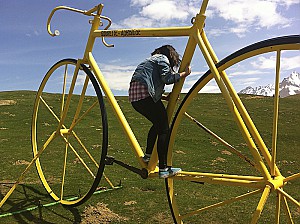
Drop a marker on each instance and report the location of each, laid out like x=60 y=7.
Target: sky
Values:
x=28 y=51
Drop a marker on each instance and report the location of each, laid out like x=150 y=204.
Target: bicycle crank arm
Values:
x=109 y=160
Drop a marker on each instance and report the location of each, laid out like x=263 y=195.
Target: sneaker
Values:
x=168 y=172
x=146 y=158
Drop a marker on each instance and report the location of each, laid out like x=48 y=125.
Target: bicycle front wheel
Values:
x=228 y=156
x=69 y=132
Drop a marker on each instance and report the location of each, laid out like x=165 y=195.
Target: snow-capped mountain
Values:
x=289 y=86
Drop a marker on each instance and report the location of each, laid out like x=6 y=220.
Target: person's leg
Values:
x=151 y=138
x=157 y=114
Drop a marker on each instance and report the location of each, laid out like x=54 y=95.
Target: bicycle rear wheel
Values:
x=229 y=179
x=69 y=132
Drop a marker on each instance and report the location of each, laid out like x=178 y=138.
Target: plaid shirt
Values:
x=137 y=91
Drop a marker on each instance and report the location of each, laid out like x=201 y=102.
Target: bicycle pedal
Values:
x=109 y=160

____

Exercise prompt: Go through the data and count every line where the word "marker" appears. Give only that count.

Result below: 9